*** Task inputs ***
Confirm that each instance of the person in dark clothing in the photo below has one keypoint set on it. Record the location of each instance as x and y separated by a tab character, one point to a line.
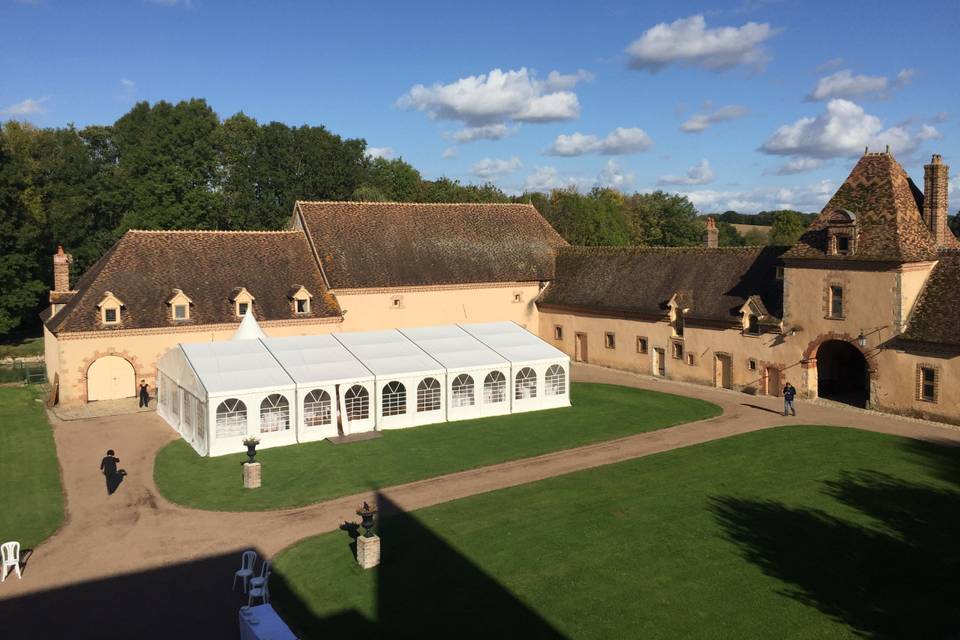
789	393
144	394
109	468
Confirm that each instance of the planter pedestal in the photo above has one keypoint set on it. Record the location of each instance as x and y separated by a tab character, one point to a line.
251	475
368	552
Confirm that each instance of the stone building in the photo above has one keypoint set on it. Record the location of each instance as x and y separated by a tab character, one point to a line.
861	309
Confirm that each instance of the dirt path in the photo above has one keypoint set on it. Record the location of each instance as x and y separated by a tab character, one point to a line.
136	530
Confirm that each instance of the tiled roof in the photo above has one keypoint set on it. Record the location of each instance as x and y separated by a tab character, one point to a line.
936	316
144	267
383	244
714	283
884	200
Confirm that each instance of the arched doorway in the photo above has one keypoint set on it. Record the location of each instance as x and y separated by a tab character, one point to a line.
842	373
109	378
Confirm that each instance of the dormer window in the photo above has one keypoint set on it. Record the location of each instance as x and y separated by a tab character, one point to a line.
179	306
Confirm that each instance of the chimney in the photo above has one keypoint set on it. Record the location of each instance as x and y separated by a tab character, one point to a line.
61	270
713	234
935	178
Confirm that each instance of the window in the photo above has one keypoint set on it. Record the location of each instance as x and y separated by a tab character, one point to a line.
428	395
274	413
927	387
642	344
836	301
494	388
610	340
555	381
394	399
526	386
677	350
462	389
317	409
231	418
357	403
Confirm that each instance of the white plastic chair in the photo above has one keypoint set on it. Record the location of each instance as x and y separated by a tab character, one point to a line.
245	571
262	592
10	555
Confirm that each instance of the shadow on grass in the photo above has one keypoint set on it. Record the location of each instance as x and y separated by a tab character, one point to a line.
896	577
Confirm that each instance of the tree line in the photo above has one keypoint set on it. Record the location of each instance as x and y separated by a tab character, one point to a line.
179	166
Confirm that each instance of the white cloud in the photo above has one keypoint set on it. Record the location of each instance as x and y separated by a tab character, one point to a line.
496	131
843	130
700	173
701	121
499	96
689	42
810	197
28	107
490	168
620	141
798	165
380	152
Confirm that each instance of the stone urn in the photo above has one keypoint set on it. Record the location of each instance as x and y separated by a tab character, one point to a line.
367	513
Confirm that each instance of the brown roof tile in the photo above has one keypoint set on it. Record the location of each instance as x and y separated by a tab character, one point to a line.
715	283
144	267
384	244
884	200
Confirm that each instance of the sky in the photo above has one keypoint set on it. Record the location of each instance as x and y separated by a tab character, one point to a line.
747	105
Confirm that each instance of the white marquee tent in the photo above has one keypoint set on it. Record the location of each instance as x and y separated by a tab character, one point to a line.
298	389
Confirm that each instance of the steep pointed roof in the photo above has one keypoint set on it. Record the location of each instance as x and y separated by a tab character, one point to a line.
883	198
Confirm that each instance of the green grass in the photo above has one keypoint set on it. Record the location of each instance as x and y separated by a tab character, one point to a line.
31	504
794	532
311	472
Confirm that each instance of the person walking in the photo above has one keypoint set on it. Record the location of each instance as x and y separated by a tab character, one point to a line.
789	393
144	394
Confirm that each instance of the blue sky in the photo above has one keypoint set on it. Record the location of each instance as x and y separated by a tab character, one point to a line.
748	104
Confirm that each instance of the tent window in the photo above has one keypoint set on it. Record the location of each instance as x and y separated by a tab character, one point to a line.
555	380
316	409
274	413
231	418
526	386
494	388
462	388
394	399
428	395
357	401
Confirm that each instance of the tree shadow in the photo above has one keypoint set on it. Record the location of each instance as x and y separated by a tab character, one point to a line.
888	571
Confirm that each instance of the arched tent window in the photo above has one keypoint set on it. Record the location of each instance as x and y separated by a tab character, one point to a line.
316	409
462	389
274	413
357	401
494	388
555	381
428	395
394	399
231	418
526	386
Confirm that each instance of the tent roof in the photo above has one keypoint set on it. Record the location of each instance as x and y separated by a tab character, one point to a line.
389	353
316	359
236	366
513	342
454	348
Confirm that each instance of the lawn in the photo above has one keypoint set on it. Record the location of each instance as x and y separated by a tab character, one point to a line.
794	532
31	504
311	472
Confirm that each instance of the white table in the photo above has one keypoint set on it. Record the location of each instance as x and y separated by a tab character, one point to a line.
269	625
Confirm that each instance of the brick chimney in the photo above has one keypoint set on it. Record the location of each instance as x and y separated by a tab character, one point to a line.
61	270
713	234
935	178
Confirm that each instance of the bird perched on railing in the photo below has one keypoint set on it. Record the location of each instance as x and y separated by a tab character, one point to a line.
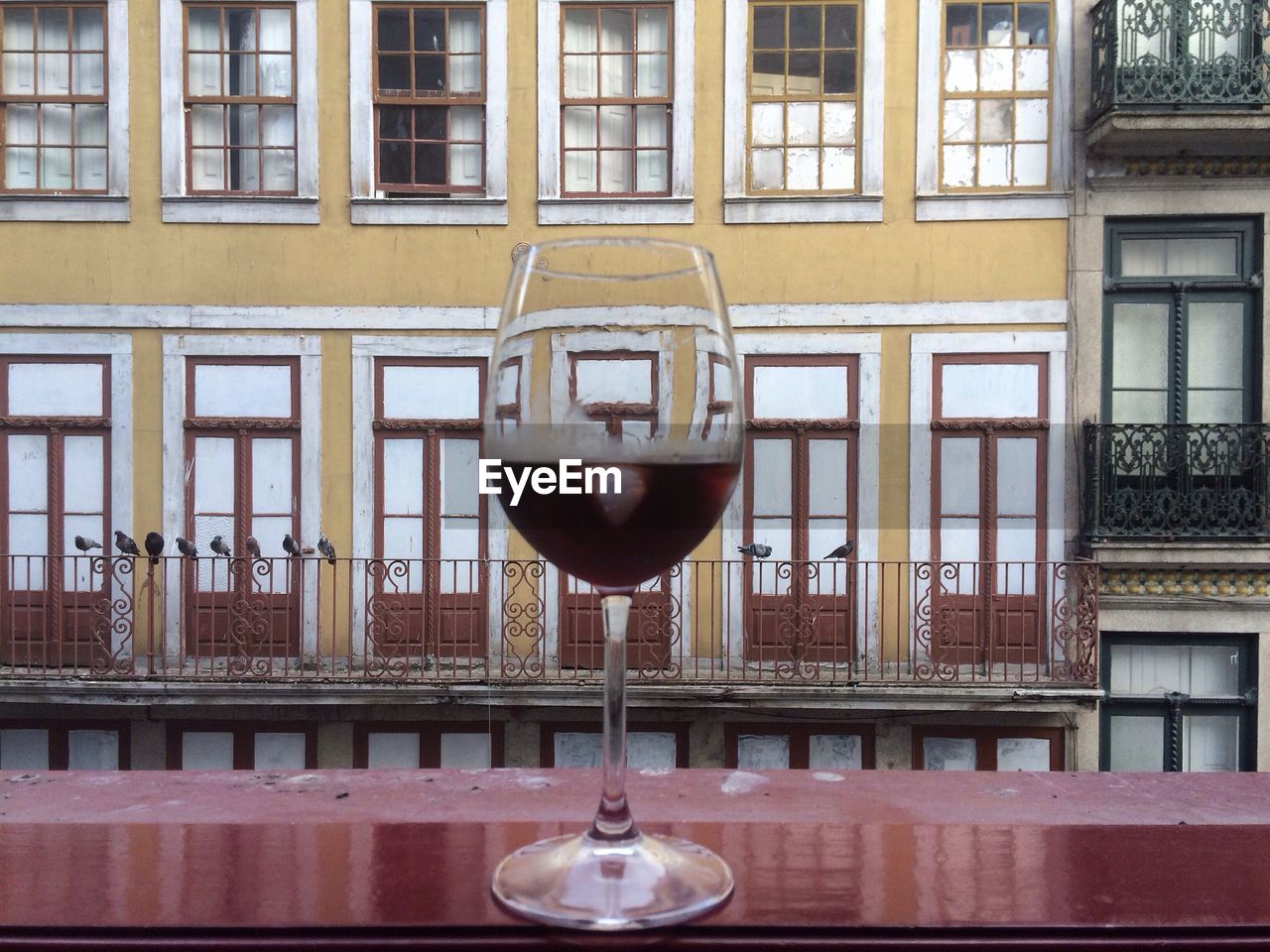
154	546
126	543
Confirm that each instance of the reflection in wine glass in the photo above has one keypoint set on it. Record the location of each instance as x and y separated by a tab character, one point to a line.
615	416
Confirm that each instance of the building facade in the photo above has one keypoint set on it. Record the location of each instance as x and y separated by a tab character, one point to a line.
253	263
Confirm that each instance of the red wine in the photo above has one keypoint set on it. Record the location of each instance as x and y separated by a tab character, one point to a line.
619	539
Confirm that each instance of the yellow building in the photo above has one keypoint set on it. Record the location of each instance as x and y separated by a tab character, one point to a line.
253	262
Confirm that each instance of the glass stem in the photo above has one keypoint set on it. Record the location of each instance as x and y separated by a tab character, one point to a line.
613	817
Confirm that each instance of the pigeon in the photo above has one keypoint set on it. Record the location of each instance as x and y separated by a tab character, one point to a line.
125	543
154	546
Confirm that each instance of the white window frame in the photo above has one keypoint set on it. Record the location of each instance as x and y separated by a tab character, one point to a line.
114	204
675	208
176	349
753	208
367	208
118	348
178	204
934	204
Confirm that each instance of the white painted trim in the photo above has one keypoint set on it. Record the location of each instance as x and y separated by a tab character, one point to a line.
1023	204
485	318
371	208
173	128
118	348
864	206
114	204
197	209
636	211
867	348
176	348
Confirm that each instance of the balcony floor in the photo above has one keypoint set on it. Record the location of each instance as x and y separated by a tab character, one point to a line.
353	860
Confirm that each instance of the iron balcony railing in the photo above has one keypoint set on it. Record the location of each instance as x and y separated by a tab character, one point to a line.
1196	481
517	622
1180	54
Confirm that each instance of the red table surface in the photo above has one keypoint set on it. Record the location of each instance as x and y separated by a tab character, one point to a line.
375	858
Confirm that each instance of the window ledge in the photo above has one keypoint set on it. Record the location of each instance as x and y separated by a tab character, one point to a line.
987	207
753	209
64	208
615	211
430	211
216	209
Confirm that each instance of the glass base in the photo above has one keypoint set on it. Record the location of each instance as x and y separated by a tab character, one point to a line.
579	883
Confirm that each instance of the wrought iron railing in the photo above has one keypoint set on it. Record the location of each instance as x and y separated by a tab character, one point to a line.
518	622
1178	481
1180	54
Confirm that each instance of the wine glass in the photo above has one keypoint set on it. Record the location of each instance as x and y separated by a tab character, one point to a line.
615	354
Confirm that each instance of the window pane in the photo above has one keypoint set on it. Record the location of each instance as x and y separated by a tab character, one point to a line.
762	752
466	751
801	393
1023	753
835	752
55	389
991	390
94	751
1137	743
22	749
1210	743
206	751
280	752
949	754
386	751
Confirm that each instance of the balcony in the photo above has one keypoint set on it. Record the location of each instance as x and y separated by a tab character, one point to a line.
1179	483
456	624
1180	77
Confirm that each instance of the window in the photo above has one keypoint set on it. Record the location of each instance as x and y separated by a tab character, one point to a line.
243	479
615	112
801	747
801	143
430	99
987	748
449	744
651	746
232	746
55	456
239	111
1182	312
616	99
75	746
804	79
1178	705
54	89
801	499
240	99
431	520
996	109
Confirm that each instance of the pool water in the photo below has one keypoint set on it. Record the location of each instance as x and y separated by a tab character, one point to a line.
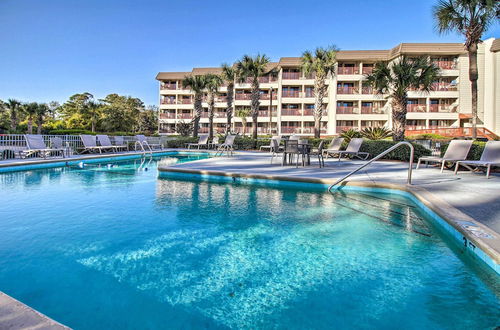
115	247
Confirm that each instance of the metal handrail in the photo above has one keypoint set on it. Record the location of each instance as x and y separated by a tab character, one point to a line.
410	165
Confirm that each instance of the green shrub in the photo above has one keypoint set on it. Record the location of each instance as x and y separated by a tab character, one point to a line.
375	148
474	153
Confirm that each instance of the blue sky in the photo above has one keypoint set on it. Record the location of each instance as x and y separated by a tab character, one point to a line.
51	49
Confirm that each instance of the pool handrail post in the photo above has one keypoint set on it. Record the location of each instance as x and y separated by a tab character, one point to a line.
410	165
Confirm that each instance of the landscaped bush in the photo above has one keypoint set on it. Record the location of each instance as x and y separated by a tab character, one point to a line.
403	153
474	153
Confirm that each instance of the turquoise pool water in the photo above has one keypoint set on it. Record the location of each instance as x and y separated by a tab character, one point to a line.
117	248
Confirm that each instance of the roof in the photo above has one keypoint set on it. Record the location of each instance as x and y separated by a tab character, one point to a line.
495	45
171	75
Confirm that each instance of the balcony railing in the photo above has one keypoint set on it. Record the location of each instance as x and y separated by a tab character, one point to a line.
347	110
367	70
242	96
440	108
290	129
290	94
348	70
168	86
345	128
443	87
291	112
291	75
415	107
347	90
372	110
168	115
445	65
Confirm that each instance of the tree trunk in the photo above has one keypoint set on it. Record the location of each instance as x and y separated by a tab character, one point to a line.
255	106
399	118
211	106
229	110
473	76
30	125
319	93
197	113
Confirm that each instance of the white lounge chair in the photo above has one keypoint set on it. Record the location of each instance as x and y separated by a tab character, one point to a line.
143	141
457	150
333	147
104	141
490	157
353	150
90	144
202	142
35	144
227	146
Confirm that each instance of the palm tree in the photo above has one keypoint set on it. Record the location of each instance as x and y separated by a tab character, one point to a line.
41	111
321	64
213	83
30	110
14	107
252	68
229	75
396	79
196	84
243	114
471	18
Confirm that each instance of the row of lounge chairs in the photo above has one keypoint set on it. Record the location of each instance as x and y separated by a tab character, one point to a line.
35	145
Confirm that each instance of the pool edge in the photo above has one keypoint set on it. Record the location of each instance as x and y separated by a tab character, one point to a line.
448	217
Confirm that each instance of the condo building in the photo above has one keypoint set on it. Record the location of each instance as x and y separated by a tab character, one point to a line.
287	99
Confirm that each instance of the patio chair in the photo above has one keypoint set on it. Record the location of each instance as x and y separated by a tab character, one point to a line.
104	141
143	141
333	147
353	150
457	150
35	144
490	157
319	152
227	146
270	146
90	144
202	142
120	142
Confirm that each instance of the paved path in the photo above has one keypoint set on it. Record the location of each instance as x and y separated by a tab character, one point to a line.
469	192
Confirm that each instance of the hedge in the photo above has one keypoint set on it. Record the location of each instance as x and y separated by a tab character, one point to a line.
475	151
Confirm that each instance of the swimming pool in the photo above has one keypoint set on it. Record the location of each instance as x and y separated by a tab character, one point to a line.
114	247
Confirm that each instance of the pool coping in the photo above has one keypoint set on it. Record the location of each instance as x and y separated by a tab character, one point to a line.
455	221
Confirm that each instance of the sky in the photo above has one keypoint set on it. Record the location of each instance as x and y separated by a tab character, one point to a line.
52	49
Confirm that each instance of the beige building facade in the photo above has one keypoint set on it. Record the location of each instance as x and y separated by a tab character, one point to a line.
287	99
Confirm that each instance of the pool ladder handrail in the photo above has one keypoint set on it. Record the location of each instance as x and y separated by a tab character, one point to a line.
410	165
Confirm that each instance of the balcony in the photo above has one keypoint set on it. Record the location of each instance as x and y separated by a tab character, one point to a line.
348	70
266	96
167	115
440	108
445	65
366	90
347	110
242	96
168	86
184	116
372	110
416	107
291	112
443	87
290	129
347	90
367	69
290	94
291	75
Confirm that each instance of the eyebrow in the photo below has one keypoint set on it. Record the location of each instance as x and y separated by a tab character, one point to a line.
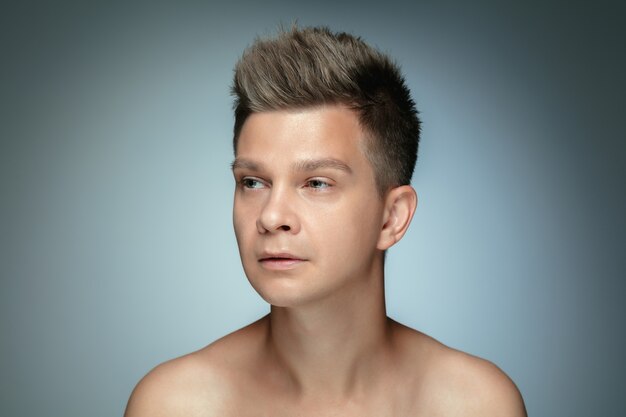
304	165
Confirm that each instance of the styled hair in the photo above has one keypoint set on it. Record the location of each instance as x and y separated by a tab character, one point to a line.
305	67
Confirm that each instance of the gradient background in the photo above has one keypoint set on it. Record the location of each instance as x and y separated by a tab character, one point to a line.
117	250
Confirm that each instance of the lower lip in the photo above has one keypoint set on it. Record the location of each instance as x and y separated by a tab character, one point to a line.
280	264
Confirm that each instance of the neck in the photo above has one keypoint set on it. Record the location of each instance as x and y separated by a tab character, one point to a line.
336	347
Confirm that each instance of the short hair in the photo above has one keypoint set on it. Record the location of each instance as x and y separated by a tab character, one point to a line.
304	67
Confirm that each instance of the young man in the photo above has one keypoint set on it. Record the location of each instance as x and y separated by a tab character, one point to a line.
326	138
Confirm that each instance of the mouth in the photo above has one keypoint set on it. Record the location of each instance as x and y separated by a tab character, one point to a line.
280	261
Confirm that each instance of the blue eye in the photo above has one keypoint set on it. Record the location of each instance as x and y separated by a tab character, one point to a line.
251	183
317	184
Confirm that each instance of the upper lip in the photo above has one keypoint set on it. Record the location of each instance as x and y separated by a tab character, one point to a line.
278	255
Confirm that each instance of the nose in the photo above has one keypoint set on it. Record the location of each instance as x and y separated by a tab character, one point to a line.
278	213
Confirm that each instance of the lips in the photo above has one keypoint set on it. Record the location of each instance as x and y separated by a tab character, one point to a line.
280	261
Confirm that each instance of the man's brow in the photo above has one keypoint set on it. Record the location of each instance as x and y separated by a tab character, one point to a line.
314	164
304	165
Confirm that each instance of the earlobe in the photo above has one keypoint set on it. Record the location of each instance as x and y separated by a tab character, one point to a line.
400	204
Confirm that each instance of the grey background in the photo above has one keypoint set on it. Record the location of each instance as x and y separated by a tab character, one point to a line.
*** End of Task inputs ***
What you need to do:
Each line from the one holding "Confirm that each instance of the earlobe" to the end of the data above goes into the answer exactly as written, and no other line does.

Your response:
Confirm that each instance of the earlobe in the photo above has one keypoint set on it. Record the location of each instance as x and y separated by a tab character, one point to a line.
400	204
Confirm that each instance of the grey background in the photo above has one keypoint set on it. Record the location of each instance as x and y separated by a tab character, one point to a line.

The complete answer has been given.